Aufgaben:
• A. Übertrage diesen Satz aus dem vorliegenden Text ins Englische: „Als Jugendlicher begleitete er seinen Vater häufig bei pastoralen Krankenbesuchen – und so entstand bei ihm der Wunsch, Arzt zu werden.“
• B. Stimmen diese Aussagen mit dem vorliegenden Text überein? Antworte jeweils mit Ja oder Nein und zitiere die entscheidenden Worte des Textes.
(i) Denis Mukwege hat in Burundi und Frankreich Medizin studiert.
(ii) Kholoud Al-Faqih ist bisher die einzige Frau in dieser Position.
(iii) Denis Mukwege eröffnete in Burundi eine Frauenklinik.
• C. Gib einen Abschnitt des vorliegenden Textes wortgetreu aus: Beginne bei den Worten „Doch Frauen in“ und höre nach „dieser Position geblieben.“ auf.

Vorliegender Text:
####################

Doch Frauen in dieser Position sind nicht allen recht – es gibt auch erbitterten bis subtilen Widerstand. Der ehemalige Oberste Richter in Palästina, Tayseer Al-Tamimi, unter dem Kholoud Al-Faqih zur Richterin berufen wurde, spricht dieses Problem vor der Kamera an:
„Es gibt viele kompetente Frauen, die die Examina bestehen können. Ich weiß, dass die palästinensischen Frauen und Mädchen die Burschen im Hinblick auf die Bildung übertreffen.“ Und er fügt hinzu: „Es scheint so, als sei die Entscheidung getroffen worden, keine Frauen zu ernennen“, so Al-Tamimi in Anspielung auf seinen Nachfolger. Denn Al-Faqih, die Scharia-Richterin, und eine zweite Kollegin sind bisher die einzigen beiden Frauen in dieser Position geblieben.

„Der Mann, der Frauen hilft – Friedensnobelpreisträger Denis Mukwege“ – Ein Film von Thierry Michel und Colette Brackman

Denis Mukwege ist der Sohn eines protestantischen Pastors. Als Jugendlicher begleitete er seinen Vater häufig bei pastoralen Krankenbesuchen – und so entstand bei ihm der Wunsch, Arzt zu werden. Nach seinem Medizinstudium in Burundi und Frankreich kehrte er in den Kongo, damals noch Zaire genannt, zurück und eröffnete eine Frauenklinik. In Laufe seiner Tätigkeit musste er immer häufiger feststellen, dass Frauen und Kinder Opfer von brutaler sexueller Gewalt wurden, das heißt, die Frauen wurden nicht nur vergewaltigt, sondern ihnen wurden absichtlich schwerste Verletzungen im Genitalbereich zugefügt.

####################

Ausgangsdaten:
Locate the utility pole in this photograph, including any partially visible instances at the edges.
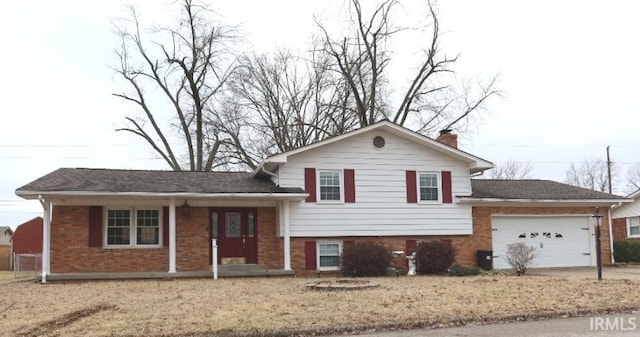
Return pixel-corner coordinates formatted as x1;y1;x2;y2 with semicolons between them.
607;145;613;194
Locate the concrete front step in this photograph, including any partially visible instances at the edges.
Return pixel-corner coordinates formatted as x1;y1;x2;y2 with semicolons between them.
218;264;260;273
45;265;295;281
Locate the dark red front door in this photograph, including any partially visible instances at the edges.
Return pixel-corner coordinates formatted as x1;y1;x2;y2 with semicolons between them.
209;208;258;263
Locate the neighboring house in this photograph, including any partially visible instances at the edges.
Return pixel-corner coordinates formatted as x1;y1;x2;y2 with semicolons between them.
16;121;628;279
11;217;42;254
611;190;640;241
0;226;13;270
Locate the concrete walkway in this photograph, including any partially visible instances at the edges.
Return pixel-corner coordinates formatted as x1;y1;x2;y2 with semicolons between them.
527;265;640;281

####################

Lösungen:
• A. As a young man, he often accompanied his father on pastoral visits to the sick – and that is how his wish to become a doctor arose.

• B.
(i) Ja: „Nach seinem Medizinstudium in Burundi und Frankreich“
(ii) Nein: „Denn Al-Faqih, die Scharia-Richterin, und eine zweite Kollegin sind bisher die einzigen beiden Frauen in dieser Position geblieben.“
(iii) Nein: „kehrte er in den Kongo, damals noch Zaire genannt, zurück und eröffnete eine Frauenklinik“

• C.
Doch Frauen in dieser Position sind nicht allen recht – es gibt auch erbitterten bis subtilen Widerstand. Der ehemalige Oberste Richter in Palästina, Tayseer Al-Tamimi, unter dem Kholoud Al-Faqih zur Richterin berufen wurde, spricht dieses Problem vor der Kamera an:
„Es gibt viele kompetente Frauen, die die Examina bestehen können. Ich weiß, dass die palästinensischen Frauen und Mädchen die Burschen im Hinblick auf die Bildung übertreffen.“ Und er fügt hinzu: „Es scheint so, als sei die Entscheidung getroffen worden, keine Frauen zu ernennen“, so Al-Tamimi in Anspielung auf seinen Nachfolger. Denn Al-Faqih, die Scharia-Richterin, und eine zweite Kollegin sind bisher die einzigen beiden Frauen in dieser Position geblieben.